[Texto para leer]:
---------------

NOTA DE TAPA
Declarado kilómetro cero de la nueva ruta 40, el cabo Vírgenes, en el estrecho de Magallanes, es el punto más austral del continente y tiene una de las mayores pingüineras del hemisferio.
› Por Julián Varsavsky
Río Gallegos es una típica “gran ciudad” patagónica habitada por menos de 100.000 habitantes. Estos viven en las casas bajas de una urbe que crece solo hacia los costados, algo muy lógico en una región donde sobran los espacios vacíos. En la capital de Santa Cruz hay un solo edificio de siete pisos y los de cuatro se cuentan con los dedos de una mano. Sus calles son amplias y ventosas, pero cuando uno sale hacia los alrededores va descubriendo lugares fascinantes a través de la estepa donde se mezclan la extraña belleza de la desolación patagónica con el peso de historias de naufragios, navegantes míticos como Magallanes y un faro bucólico como el de cabo Vírgenes, ubicado en la última puntita del mapa.
Río Gallegos no es un destino clásico del sur argentino, pero un buen viajero de la Patagonia debe tener marcada esta ciudad en su hoja de ruta reservándole varias noches para recorrer sus cercanías. Partiendo por la ruta nacional 3 hasta la ruta 40 (ex Provincial 1) se viaja hacia cabo Vírgenes para visitar su pingüinera y su faro. El camino es todavía de ripio, aunque se puede llegar en auto común conduciendo con cuidado.
En el camino se atraviesa la estancia El Cóndor –propiedad de Luciano Benetton–, que mide 250.000 hectáreas y es una de las cuatro que pertenecen al magnate italiano en la Patagonia. En El Cóndor se crían ovejas, pero las mayores ganancias provienen de la explotación petrolera en esas tierras.

---------------

[Extractos de datos]:
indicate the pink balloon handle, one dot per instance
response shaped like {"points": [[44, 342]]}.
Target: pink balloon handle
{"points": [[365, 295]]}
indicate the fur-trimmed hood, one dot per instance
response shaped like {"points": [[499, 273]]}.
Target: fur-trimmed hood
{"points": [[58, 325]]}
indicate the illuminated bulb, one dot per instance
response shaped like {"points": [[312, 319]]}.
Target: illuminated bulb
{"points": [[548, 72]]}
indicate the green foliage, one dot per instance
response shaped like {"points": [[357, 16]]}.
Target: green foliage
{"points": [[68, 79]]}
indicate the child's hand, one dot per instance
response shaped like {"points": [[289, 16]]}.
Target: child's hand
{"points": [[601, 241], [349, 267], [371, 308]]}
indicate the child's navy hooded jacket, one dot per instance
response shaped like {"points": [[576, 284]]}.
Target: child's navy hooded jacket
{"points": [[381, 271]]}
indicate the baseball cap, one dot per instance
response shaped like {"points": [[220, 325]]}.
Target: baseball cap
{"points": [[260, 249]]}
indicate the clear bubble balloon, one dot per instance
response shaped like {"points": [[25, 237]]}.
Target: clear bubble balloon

---------------

[Actividad A]:
Responda estas preguntas con datos del texto sobre Río Gallegos y cabo Vírgenes:
(i) ¿Cuántos pisos tiene el único edificio de esa altura en la capital de Santa Cruz?
(ii) ¿Cuántas hectáreas mide la estancia El Cóndor?
(iii) ¿Qué nombre tenía antes la ruta 40 por la que se viaja hacia cabo Vírgenes?
[Actividad B]: Explique en una o dos oraciones por qué, según el texto sobre Río Gallegos y cabo Vírgenes, es lógico que la ciudad crezca solo hacia los costados.
[Actividad C]: Continúe el texto sobre Río Gallegos y cabo Vírgenes a partir de su última oración.

[Respuesta A]:
(i) Siete pisos.
(ii) 250.000 hectáreas.
(iii) Provincial 1.

[Respuesta B]: Es lógico porque Río Gallegos está en una región donde sobran los espacios vacíos. Por eso la ciudad, de casas bajas, se extiende hacia los lados.

[Respuesta C]:
Si uno observa un mapa de la Argentina y posa la mirada en el extremo sur de la parte continental, verá a la derecha que el territorio termina en una pequeña punta con un ángulo muy cerrado. Los antiguos navegantes denominaron cabo a esta clase de formación y este en particular fue denominado Cabo de las Vírgenes por Hernando de Magallanes cuando lo descubrió en 1520. La razón fue simplemente porque llegaron allí un 21 de octubre, que según el santoral católico es el día de los once mil vírgenes, conmemorando el martirio de Santa Ursula y las vírgenes que la acompañaban, a manos de los hunos de Atila en tiempos del Imperio Romano.
El atractivo que hace a la esencia de cabo Vírgenes es su faro histórico de 1904, un hito fundamental para los navegantes en una zona que fue escenario de centenares de naufragios. El primitivo faro de 26,5 metros de alto fue construido por la firma francesa Barbier, Bénard y Turenner con una maquina de rotación a cuerda y cables de acero con pesas. En la actualidad el faro es alimentado con electricidad y sigue generando destellos blancos en la noche cada cinco segundos con un alcance de 44 kilómetros.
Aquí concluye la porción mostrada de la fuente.